··· Recorded data
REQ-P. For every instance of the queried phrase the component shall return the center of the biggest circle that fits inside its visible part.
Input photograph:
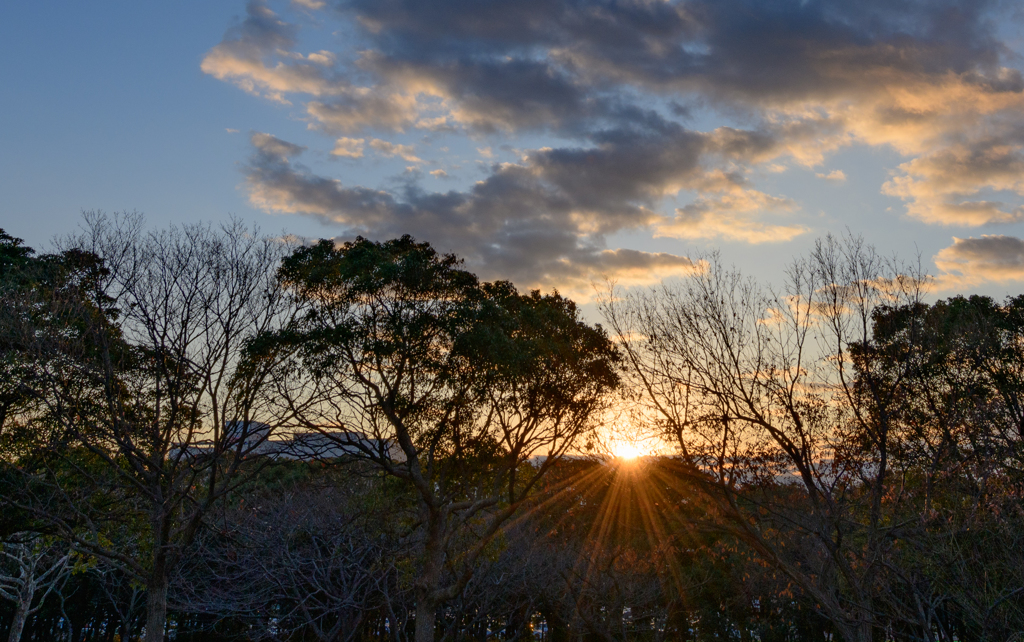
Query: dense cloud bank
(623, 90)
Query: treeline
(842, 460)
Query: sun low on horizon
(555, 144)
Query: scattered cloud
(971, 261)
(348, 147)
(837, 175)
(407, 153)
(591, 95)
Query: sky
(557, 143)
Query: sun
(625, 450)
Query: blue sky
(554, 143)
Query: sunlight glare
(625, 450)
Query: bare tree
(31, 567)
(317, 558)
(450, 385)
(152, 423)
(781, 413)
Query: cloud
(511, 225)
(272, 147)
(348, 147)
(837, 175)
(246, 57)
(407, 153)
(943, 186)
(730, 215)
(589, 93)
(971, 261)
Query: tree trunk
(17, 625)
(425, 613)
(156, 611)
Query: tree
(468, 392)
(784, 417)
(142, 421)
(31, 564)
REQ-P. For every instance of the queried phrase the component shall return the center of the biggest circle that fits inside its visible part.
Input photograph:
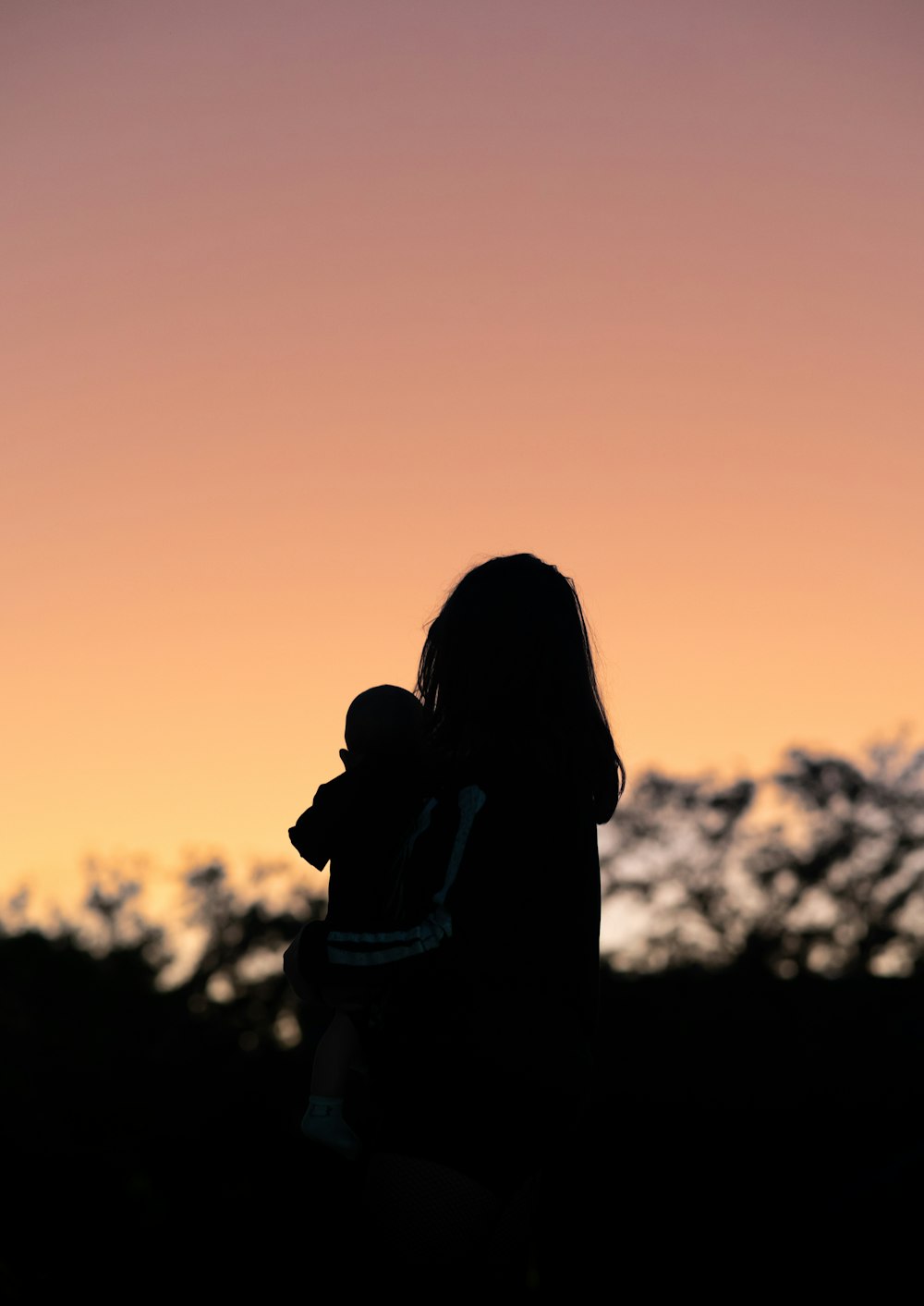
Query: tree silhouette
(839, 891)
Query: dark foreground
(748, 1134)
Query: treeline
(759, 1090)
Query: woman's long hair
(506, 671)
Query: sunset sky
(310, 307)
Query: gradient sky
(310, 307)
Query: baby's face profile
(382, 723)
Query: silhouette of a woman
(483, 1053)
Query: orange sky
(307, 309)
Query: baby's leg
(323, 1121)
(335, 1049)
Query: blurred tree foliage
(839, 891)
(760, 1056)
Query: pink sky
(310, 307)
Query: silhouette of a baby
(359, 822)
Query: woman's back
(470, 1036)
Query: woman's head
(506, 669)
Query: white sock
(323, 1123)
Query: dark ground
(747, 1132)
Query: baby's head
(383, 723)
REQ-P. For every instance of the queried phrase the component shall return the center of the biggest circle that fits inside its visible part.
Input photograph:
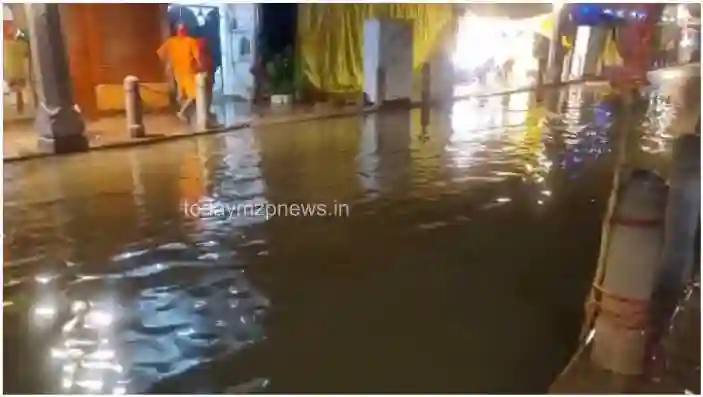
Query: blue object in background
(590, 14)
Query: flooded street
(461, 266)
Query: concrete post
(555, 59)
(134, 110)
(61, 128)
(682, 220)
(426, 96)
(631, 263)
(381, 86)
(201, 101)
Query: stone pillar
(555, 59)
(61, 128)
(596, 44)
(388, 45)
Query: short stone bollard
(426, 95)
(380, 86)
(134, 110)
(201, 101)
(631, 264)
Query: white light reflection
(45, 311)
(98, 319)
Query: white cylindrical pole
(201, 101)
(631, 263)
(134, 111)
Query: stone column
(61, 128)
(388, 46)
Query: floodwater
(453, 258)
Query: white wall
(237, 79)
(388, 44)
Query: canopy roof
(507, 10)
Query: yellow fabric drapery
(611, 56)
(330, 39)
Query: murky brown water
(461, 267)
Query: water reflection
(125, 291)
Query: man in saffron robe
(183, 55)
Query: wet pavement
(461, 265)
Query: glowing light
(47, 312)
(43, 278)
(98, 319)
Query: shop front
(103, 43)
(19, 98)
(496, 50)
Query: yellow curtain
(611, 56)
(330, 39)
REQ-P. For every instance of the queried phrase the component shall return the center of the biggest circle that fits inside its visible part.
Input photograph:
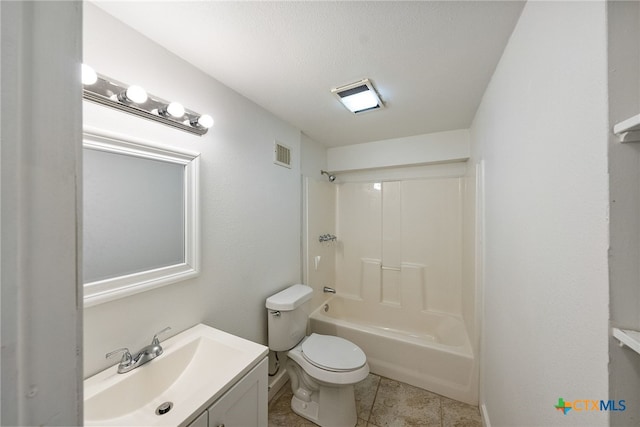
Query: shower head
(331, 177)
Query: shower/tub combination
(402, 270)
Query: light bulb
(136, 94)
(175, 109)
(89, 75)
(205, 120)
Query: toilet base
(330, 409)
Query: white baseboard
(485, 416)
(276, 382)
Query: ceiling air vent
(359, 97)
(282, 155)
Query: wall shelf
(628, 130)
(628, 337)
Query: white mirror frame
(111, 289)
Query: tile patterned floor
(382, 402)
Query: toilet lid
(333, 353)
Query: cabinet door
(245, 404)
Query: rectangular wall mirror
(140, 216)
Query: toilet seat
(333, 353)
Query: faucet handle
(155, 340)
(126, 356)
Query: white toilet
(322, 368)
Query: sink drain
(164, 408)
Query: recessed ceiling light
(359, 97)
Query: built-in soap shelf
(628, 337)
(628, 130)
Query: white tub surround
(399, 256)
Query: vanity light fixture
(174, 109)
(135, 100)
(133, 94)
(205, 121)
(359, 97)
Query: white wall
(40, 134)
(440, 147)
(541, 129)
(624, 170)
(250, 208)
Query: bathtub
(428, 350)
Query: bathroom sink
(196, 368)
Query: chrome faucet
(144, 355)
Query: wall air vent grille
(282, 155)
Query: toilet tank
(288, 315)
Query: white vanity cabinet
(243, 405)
······
··· Recorded data
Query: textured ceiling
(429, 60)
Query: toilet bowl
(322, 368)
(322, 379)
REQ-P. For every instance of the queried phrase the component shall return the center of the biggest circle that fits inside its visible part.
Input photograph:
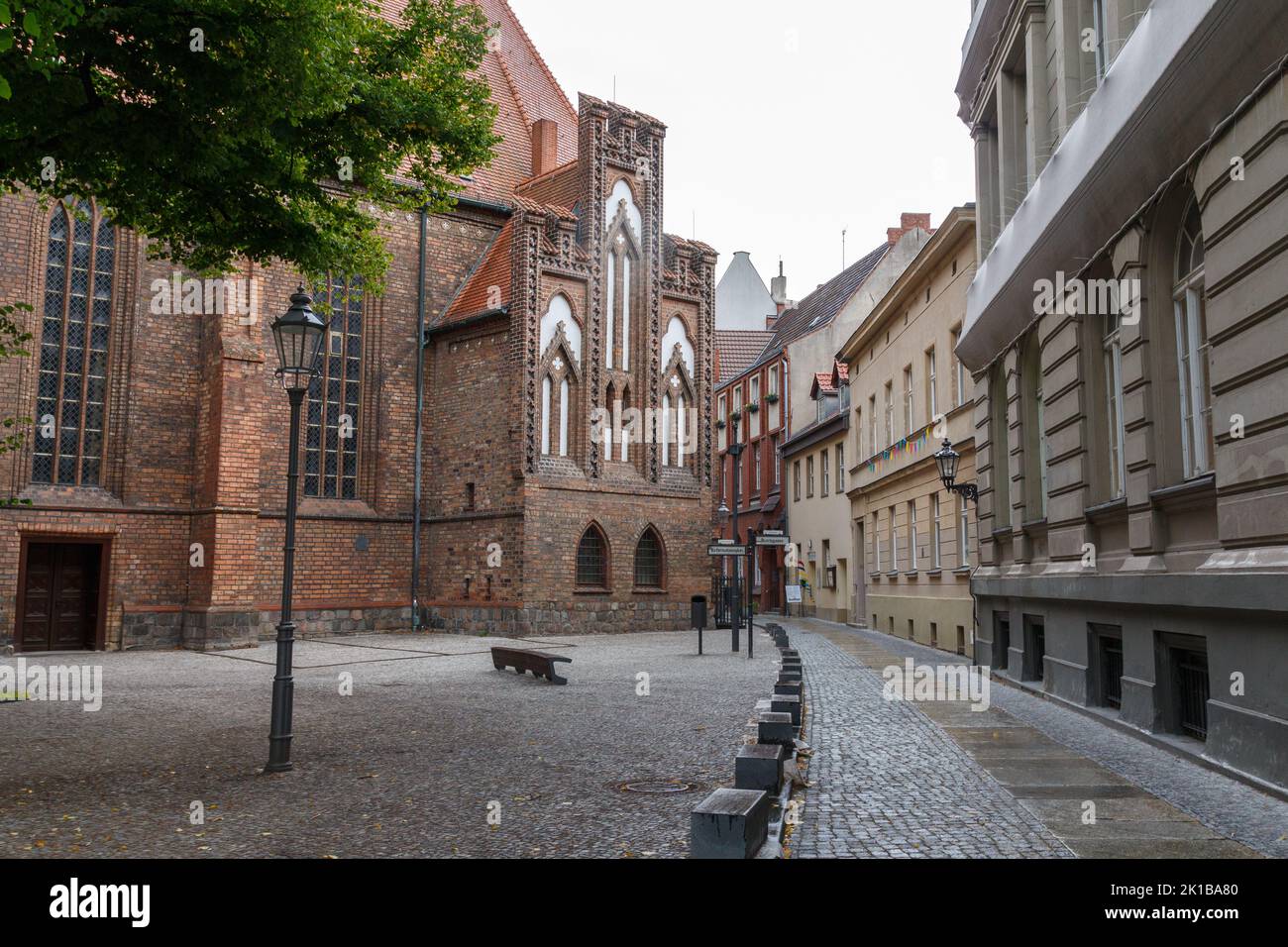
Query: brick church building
······
··· Recorded data
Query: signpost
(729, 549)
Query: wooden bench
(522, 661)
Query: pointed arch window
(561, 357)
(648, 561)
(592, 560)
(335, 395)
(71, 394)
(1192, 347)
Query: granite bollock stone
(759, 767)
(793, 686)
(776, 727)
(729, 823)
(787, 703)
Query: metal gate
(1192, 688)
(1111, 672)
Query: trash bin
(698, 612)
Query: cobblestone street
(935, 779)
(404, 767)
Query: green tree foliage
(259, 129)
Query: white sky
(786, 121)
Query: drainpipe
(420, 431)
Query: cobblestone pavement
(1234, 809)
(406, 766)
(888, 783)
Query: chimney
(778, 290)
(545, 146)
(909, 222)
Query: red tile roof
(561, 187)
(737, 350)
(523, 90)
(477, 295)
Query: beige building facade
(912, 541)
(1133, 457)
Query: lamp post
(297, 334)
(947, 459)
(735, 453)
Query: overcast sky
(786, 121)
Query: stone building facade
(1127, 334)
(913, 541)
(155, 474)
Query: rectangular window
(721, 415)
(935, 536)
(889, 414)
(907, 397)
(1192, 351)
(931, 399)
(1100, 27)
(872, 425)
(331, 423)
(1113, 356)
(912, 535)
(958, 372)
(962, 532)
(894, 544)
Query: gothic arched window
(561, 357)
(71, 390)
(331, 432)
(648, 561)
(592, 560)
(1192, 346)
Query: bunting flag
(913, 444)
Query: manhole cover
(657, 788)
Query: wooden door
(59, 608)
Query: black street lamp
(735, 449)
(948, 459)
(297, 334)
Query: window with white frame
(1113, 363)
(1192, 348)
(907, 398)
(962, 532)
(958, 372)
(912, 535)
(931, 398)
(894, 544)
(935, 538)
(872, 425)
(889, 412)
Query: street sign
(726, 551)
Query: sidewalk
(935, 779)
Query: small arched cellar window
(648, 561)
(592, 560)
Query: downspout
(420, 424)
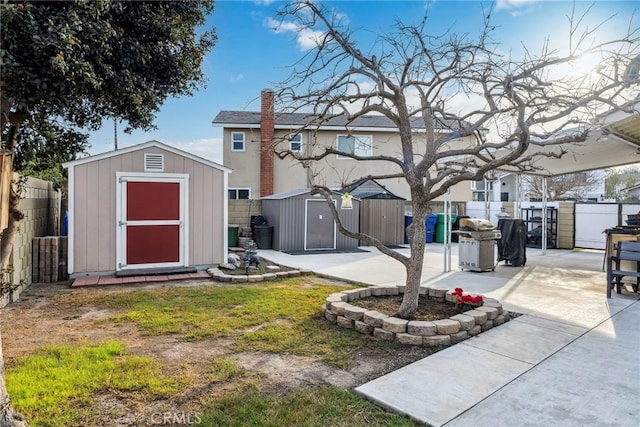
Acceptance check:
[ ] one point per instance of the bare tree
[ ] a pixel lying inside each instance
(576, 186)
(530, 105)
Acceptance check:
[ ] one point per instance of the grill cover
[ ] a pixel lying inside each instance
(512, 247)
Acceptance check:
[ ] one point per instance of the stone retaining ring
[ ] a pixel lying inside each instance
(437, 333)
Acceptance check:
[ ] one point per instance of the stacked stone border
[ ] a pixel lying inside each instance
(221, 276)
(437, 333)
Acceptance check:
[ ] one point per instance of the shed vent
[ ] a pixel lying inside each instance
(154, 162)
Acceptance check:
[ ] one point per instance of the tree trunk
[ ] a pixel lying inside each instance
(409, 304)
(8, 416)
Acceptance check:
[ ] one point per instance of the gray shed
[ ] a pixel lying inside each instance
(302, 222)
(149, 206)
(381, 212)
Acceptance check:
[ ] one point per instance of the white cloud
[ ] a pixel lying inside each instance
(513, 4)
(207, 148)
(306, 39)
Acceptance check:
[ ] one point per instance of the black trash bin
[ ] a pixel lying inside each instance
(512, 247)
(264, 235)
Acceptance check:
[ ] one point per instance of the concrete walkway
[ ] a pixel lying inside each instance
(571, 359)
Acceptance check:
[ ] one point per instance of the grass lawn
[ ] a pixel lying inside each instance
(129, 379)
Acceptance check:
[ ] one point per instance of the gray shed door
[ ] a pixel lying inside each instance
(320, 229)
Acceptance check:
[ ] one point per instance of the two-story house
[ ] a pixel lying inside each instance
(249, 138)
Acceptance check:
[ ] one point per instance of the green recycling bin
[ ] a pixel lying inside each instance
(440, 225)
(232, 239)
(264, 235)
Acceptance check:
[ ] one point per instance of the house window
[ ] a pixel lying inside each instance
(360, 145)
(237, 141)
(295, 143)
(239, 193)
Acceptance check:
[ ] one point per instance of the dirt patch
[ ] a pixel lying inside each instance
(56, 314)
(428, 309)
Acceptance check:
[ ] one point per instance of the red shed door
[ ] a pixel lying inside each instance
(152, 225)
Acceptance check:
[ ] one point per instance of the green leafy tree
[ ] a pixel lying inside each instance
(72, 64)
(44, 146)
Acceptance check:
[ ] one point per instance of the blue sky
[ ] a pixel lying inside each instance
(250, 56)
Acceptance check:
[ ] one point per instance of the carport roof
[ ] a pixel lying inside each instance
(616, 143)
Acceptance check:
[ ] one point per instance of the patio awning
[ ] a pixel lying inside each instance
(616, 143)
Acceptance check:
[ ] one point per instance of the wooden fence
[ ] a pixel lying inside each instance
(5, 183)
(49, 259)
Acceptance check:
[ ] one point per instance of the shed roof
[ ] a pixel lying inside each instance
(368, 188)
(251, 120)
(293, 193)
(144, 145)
······
§ Directions for this task:
Only a number should be given in reply: how many lines in the entries above hold "shed".

§ Answer area:
5